Convert every line of the records below into a JSON list of strings, one string per line, leaving out blank lines.

==========

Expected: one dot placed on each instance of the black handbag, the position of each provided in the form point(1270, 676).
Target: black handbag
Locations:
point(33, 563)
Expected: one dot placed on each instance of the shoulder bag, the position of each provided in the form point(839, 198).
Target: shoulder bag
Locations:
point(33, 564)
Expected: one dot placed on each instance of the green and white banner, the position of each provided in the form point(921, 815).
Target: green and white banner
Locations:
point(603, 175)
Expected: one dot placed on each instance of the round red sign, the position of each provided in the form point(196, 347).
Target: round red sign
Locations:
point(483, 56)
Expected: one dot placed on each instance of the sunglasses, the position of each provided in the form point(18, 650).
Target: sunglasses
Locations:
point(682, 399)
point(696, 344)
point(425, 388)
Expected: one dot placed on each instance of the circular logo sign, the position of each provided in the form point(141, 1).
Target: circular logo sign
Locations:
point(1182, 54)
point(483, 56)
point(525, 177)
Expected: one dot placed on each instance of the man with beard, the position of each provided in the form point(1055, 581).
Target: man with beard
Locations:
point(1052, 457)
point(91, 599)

==========

▶ _Result of this exercise_
[
  "Expected: one dot placed on each instance of the black handbag, the position of each provided in the form point(1270, 676).",
  "Target: black handbag",
  "Locations:",
  "point(33, 563)",
  "Expected: one dot placed on each instance of the shoulder bag, the position of each provided in the form point(839, 198).",
  "Target: shoulder bag",
  "Locations:",
  "point(33, 564)",
  "Expected: one dot placed on each instance of the green and white banner, the position of each provided in the form point(921, 815).",
  "Target: green and white banner",
  "Locations:",
  "point(603, 175)",
  "Expected: one dot placed on each instance of the round red sign, the position of each provided in the form point(196, 347).",
  "Target: round red sign",
  "Locations:",
  "point(483, 56)",
  "Expected: one dot placed on each instance of the sunglasses, the position of each provided in the form point(18, 650).",
  "Target: sunglasses",
  "Locations:",
  "point(682, 399)",
  "point(696, 344)",
  "point(425, 388)",
  "Expected: one dot placed on each instance of the circular logo sign, the position of each provided in the form point(141, 1).",
  "Target: circular logo sign",
  "Locations:",
  "point(1182, 54)",
  "point(483, 56)",
  "point(525, 177)",
  "Expected: one dot placed on each instance of the man with beard, the position of each provided in the form point(1055, 581).",
  "Target: man with beard",
  "Locations:",
  "point(1052, 457)",
  "point(91, 599)"
]